> **The problem**:
Copy every record verbatim but exclude the pictures.

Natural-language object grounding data
○ ○ ○ ○ ○
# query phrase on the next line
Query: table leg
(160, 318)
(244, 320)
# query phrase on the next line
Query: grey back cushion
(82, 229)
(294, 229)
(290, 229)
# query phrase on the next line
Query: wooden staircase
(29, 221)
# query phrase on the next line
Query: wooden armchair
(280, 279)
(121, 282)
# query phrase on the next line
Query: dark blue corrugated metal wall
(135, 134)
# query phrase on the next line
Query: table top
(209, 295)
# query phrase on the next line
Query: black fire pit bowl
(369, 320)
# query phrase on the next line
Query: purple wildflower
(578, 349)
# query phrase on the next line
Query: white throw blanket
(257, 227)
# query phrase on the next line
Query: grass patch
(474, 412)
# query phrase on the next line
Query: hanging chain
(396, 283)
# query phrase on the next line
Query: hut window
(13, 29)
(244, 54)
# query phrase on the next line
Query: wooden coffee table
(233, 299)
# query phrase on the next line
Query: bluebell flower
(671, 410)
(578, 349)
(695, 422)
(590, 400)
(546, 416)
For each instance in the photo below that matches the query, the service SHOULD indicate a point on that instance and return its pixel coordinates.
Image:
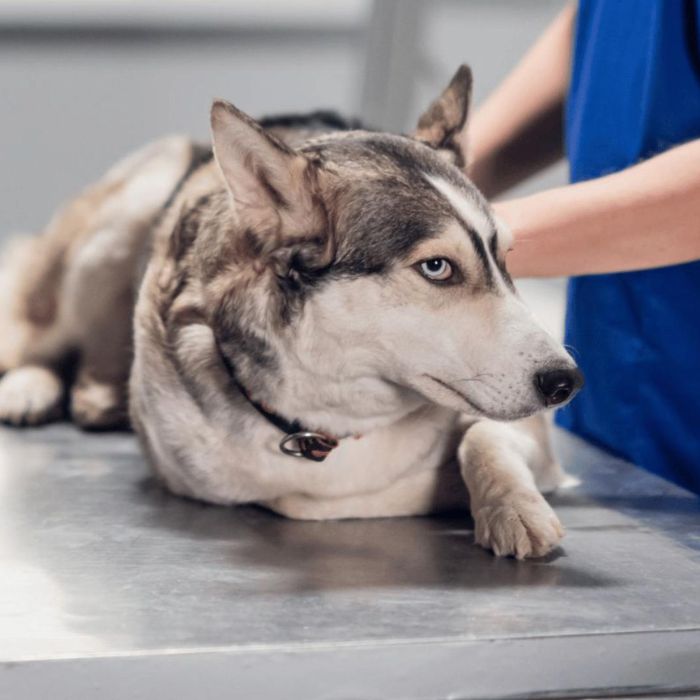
○ ○ ○ ○ ○
> **Solution to the exercise**:
# query phrase on the next line
Query: table leg
(160, 318)
(244, 320)
# query phrase on the next line
Query: grey back cushion
(82, 229)
(294, 229)
(290, 229)
# query phrase on the next line
Query: wooden staircase
(29, 221)
# query phrase on the next line
Query: wooden armchair
(280, 279)
(121, 282)
# query phrase on the next line
Query: dark blue corrugated metal wall
(135, 134)
# query phrase on the next line
Query: table top
(209, 295)
# query phrase on the next line
Query: black fire pit bowl
(369, 320)
# query phrase on the next line
Query: purple wildflower
(578, 349)
# query phrase on the next line
Query: white throw blanket
(257, 227)
# query phrase on the next line
Query: grass patch
(474, 412)
# query phrase on the next line
Query: hanging chain
(396, 283)
# query phrase on the next line
Query: hut window
(13, 29)
(244, 54)
# query phrase on the next line
Query: wooden coffee table
(233, 299)
# query phrase on the next line
Query: bluebell flower
(671, 410)
(578, 349)
(695, 422)
(590, 400)
(546, 416)
For each instance in the photo below that matches the query, the service SHOULD indicate a point on that instance and return its pixel coordinates.
Image:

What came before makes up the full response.